SOURCE PASSAGE –
● ● ●
Perpignan is the most Spanish of French cities. With its beige-pink facades, palm trees and a packed fiesta calendar, it’s an attractive, passionate city, ideal for a beach holiday or to visit the caves and castles of ancient Roussillon. Spend a day exploring the Palace of the Kings of Majorca, visit the Hotel Pams and the Gothic La Loge de Mer.

Heading south towards Alénya, the Domaine Mas Bazan is a great place to stay, set among vineyards, orchards and a pool, where there are also gites and chalets to rent.

Continue down the D81 coast road for 20 minutes, then snake down to Collioure on the Côte Vermeille, busy in the summer but worth it for the royal chateau, arty setting and harbour, where the old fishing boats and sparkly blue tins of anchovies attract the tourists. Have lunch under the hundreds of pictures on display at Des Templiers before taking the D618 inland towards Céret, cherry capital of the south and a favourite of Picasso and Matisse. Picasso’s ceramics fill the local art gallery, alongside works by Chagall, Gris, Dufy, Miró and Braque.

Explore the border country with three nights at Le Mas Cabanids in Maureillas-las-Illas. Take in the Gorges de la Fou and spend an afternoon climbing on the five-million-year-old giant fairy stacks at Les Orgues d’Ille-sur-Têt. A few cross-country drives through the oak-covered Catalan Pyrenées regional park will bring you to the ravine-edge Saint-Martin du Canigou abbey in Casteil and the Serrabona priory. Catch the little yellow train (locals call it the Canary) from Villefranche-de-Conflent, as it chugs across vertiginous viaducts towards the Spanish frontier. Prades, just up the road, is celebrating its 65th Pablo Casals annual chamber music festival from 24 July to 13 August.
● ● ●
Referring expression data
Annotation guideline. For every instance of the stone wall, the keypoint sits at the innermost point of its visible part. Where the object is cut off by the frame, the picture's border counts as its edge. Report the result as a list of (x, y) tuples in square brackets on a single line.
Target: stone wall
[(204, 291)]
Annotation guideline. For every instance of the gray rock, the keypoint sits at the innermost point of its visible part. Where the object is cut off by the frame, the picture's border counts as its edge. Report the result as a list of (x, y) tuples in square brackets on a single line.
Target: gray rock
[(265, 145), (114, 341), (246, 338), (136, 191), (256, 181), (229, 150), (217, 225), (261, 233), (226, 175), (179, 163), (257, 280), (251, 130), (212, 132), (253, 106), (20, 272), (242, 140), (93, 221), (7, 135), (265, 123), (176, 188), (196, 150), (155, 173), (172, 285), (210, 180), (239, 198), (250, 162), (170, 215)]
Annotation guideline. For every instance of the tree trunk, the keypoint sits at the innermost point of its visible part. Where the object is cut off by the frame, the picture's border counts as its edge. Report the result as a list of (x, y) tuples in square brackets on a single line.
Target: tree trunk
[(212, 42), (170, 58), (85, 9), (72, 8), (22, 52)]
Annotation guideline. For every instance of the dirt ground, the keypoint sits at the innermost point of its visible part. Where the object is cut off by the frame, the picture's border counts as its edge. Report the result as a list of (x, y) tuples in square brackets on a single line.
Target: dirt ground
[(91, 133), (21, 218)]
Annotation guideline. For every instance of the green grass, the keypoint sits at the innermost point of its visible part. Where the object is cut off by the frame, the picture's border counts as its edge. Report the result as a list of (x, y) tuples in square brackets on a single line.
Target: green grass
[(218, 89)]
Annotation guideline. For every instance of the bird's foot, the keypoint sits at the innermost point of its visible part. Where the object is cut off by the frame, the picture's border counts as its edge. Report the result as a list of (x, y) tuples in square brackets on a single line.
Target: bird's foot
● ● ●
REQUIRED TASKS –
**a)** Decide whether each statement below agrees with the travel passage on Perpignan and Roussillon. For each, answer yes or no and quote the words of the passage that decide it.
(i) Céret is described as the cherry capital of the south.
(ii) Le Mas Cabanids is located in Alénya.
(iii) The little yellow train departs from Prades.
**b)** Render this sentence from the travel passage on Perpignan and Roussillon in Spanish: "Explore the border country with three nights at Le Mas Cabanids in Maureillas-las-Illas."
**c)** Reproduce the part of the travel passage on Perpignan and Roussillon that begins at the words "Heading south towards" and stops after "chalets to rent.".

SET OF ANSWERS –
**a)**
(i) Yes: "Céret, cherry capital of the south"
(ii) No: "three nights at Le Mas Cabanids in Maureillas-las-Illas"
(iii) No: "Catch the little yellow train (locals call it the Canary) from Villefranche-de-Conflent"

**b)** Explora la zona fronteriza pasando tres noches en Le Mas Cabanids, en Maureillas-las-Illas.

**c)**
Heading south towards Alénya, the Domaine Mas Bazan is a great place to stay, set among vineyards, orchards and a pool, where there are also gites and chalets to rent.